How to complete this task.
Report each line of the entries below that has the word "with" in it.

-- Data records follows --

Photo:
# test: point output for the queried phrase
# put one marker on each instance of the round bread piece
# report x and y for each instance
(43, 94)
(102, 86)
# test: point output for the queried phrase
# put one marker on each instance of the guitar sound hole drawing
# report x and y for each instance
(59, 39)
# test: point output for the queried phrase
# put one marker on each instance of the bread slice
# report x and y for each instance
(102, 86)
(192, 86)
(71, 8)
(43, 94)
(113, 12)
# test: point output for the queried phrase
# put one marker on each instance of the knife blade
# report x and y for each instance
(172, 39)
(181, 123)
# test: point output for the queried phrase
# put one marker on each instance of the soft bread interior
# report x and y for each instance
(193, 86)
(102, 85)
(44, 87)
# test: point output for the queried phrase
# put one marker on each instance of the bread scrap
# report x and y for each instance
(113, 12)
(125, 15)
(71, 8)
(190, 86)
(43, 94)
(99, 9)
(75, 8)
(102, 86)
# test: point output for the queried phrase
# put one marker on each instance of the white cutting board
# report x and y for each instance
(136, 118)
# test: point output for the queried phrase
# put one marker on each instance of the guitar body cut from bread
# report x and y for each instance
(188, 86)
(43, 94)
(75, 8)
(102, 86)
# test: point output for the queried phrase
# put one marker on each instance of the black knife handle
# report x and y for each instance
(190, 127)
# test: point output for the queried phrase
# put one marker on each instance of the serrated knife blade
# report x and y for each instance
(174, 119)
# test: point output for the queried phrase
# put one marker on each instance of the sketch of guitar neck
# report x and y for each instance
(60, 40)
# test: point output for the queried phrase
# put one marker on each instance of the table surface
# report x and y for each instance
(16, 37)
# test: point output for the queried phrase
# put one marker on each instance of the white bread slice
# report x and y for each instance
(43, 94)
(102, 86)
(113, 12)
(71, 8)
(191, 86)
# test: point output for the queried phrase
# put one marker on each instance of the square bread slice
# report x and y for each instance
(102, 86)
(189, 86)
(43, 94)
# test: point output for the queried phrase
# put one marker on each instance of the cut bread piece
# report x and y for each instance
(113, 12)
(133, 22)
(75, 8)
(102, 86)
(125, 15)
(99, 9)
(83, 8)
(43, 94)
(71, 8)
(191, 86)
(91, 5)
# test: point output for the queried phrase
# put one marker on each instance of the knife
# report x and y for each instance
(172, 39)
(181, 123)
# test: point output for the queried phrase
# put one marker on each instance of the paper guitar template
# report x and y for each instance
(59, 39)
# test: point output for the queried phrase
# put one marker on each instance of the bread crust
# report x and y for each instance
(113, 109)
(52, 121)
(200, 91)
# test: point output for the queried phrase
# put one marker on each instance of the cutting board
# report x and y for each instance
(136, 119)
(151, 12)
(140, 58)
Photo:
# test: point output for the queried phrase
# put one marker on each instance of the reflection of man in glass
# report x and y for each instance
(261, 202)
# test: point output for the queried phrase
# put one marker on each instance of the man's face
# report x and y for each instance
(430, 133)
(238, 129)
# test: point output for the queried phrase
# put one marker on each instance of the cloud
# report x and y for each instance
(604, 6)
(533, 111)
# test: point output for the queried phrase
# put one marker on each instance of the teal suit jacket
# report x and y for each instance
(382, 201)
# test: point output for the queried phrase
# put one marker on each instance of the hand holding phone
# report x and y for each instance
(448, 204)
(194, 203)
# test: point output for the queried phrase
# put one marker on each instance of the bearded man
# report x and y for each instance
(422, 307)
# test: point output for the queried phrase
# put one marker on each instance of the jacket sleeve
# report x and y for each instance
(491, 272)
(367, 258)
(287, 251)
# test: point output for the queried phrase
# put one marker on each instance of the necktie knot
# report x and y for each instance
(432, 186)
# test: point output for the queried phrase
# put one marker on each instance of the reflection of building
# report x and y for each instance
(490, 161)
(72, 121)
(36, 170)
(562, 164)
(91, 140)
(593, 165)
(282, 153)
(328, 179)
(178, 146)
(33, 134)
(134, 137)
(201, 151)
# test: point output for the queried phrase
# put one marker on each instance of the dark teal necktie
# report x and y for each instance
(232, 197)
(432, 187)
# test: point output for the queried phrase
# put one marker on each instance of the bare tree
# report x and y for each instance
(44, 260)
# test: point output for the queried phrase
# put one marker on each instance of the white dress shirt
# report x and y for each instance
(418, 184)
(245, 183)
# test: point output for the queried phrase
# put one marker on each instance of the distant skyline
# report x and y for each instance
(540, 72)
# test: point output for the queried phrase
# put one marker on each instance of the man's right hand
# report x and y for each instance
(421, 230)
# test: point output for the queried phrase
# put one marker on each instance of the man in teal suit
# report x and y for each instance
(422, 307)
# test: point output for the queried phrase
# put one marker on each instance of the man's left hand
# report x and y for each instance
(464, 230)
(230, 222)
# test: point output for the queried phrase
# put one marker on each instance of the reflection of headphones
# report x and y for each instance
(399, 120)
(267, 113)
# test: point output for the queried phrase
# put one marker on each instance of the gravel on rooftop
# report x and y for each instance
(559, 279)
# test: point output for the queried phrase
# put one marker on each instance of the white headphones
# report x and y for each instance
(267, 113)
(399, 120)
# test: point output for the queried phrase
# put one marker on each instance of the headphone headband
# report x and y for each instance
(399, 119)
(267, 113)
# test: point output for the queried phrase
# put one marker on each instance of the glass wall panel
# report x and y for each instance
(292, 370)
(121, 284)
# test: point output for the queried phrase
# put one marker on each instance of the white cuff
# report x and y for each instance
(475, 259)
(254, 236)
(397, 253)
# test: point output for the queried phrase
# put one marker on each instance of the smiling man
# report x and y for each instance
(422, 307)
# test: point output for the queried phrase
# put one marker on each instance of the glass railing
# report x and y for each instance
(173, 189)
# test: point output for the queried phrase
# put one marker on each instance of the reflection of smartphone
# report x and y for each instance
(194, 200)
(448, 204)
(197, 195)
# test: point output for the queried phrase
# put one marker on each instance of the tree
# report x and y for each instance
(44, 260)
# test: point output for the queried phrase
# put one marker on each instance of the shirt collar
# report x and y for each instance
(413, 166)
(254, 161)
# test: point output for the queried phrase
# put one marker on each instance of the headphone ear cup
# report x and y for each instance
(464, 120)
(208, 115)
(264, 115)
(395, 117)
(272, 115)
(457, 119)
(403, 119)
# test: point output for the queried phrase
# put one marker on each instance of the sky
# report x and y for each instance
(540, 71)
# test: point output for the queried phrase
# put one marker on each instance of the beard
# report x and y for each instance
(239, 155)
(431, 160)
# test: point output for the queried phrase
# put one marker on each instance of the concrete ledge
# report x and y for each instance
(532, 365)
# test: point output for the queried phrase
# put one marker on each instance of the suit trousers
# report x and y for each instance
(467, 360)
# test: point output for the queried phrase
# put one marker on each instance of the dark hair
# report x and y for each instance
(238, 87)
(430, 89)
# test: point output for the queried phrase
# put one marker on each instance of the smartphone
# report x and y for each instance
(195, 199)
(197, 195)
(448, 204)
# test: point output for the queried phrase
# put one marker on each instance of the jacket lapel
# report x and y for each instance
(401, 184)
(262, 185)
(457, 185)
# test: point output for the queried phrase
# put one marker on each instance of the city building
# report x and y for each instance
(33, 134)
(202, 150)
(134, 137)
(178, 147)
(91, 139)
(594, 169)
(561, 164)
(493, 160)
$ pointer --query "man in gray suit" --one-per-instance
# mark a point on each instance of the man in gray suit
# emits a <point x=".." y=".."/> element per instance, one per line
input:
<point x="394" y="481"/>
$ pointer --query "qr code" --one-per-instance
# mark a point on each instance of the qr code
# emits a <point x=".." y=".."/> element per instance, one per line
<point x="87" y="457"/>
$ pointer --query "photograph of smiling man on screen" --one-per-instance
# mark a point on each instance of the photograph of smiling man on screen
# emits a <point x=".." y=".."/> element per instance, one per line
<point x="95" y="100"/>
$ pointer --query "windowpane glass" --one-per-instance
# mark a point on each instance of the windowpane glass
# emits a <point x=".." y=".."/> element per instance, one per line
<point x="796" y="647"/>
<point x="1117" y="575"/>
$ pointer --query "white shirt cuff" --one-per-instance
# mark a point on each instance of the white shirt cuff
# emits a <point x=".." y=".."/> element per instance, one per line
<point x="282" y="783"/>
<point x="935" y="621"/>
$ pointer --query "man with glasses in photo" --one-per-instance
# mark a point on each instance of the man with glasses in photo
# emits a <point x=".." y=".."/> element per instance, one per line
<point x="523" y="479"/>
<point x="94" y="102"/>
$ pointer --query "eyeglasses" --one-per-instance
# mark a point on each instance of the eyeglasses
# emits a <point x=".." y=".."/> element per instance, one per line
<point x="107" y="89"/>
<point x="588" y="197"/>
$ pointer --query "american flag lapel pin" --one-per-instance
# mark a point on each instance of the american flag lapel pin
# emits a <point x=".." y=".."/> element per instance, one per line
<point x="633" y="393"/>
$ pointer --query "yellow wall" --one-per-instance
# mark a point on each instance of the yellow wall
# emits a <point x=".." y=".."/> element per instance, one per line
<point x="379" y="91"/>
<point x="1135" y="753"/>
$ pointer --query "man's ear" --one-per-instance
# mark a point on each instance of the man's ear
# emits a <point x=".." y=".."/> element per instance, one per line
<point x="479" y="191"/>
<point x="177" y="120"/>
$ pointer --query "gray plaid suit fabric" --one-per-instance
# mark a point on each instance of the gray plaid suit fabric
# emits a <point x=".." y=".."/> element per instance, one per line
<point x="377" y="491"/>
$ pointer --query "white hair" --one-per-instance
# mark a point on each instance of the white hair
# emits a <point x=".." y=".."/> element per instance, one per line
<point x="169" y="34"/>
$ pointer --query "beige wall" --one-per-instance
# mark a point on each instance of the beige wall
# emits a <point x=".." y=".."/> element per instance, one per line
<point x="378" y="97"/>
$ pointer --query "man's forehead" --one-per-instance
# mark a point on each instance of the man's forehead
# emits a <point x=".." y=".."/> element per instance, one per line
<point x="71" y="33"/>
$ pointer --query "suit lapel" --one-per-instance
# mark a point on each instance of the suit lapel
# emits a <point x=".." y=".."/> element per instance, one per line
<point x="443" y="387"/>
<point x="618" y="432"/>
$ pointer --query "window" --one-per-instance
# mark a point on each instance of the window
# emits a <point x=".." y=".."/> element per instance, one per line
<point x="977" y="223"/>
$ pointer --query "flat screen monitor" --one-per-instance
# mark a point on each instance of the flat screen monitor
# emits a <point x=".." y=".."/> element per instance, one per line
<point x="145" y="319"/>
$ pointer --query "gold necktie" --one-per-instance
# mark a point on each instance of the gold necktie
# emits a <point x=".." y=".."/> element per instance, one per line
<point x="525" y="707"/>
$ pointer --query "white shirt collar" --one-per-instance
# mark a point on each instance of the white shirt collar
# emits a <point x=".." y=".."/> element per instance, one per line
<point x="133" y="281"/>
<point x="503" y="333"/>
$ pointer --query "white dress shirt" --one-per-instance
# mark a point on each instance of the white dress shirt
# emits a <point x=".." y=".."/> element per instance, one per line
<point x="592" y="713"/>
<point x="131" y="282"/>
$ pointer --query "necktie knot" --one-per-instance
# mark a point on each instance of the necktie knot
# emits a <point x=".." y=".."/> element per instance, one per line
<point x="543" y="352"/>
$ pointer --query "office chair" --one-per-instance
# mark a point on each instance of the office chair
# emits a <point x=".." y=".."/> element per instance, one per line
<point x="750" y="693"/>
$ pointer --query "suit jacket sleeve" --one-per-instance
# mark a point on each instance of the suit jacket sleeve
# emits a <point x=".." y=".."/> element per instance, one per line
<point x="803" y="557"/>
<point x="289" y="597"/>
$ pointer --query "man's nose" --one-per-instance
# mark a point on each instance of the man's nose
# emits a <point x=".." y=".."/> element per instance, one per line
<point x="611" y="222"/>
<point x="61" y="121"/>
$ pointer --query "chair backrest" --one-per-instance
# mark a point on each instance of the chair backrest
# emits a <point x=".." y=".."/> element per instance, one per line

-- Data records concluded --

Reply.
$ pointer --query "man with glasses in photo" --one-per-instance
# mark a point on each instance of the man with glasses in photo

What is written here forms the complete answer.